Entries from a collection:
══════════════════════════════

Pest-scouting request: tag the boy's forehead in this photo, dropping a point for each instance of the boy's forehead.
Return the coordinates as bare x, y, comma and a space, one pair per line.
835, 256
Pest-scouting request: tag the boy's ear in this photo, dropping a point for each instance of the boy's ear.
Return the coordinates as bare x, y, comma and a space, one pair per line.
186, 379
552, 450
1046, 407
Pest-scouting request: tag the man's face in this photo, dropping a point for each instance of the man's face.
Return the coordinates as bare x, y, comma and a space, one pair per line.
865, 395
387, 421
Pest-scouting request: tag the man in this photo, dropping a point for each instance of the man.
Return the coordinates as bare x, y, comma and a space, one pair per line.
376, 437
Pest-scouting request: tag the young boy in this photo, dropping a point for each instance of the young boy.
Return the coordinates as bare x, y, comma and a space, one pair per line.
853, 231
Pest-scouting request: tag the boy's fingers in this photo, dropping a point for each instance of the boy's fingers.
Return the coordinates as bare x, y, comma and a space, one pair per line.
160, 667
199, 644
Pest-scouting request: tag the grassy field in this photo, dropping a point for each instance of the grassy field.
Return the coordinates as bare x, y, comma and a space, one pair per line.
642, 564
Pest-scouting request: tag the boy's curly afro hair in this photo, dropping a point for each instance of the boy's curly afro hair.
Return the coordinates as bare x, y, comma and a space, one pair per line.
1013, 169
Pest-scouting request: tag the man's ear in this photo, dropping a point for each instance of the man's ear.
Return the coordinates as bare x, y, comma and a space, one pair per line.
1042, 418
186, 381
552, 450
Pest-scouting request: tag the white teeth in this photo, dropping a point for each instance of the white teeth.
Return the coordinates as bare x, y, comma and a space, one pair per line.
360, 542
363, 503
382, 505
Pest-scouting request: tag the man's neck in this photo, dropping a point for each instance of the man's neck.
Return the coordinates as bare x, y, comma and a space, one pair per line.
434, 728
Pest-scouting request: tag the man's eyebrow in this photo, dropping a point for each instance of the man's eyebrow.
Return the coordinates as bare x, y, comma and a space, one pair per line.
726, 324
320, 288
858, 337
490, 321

══════════════════════════════

◆ Exercise requirements:
Can you copy out, word for word, the entries from the line containing "Pest-scouting request: tag the man's ear" through the last line of the entries?

◆ Answer to the problem:
Pest-scouting request: tag the man's ear in this photo, dropping a point for each instance of the man's ear.
Return the coordinates as bare x, y, comma and a space, one pair per line.
1042, 418
186, 381
552, 450
Pest-scouting request: tag the white teeth in this photo, dropping a point for each instance of the white teeth.
Return the coordinates as bare x, y, comma and a space, one pair per line.
360, 542
363, 503
382, 505
Pest-scouting request: tag the man's neck in this photo, dropping a point for each instance of the man's neck.
Return the coordinates as bare x, y, comma and a space, one pair per line.
434, 728
Pest-scouting request: tag the man's eyebrow in this photo, dropping a point for each instance of the man's eyebrow.
Return the coordinates as bare x, y, comma and a space, one pair per line.
726, 324
320, 288
858, 337
490, 321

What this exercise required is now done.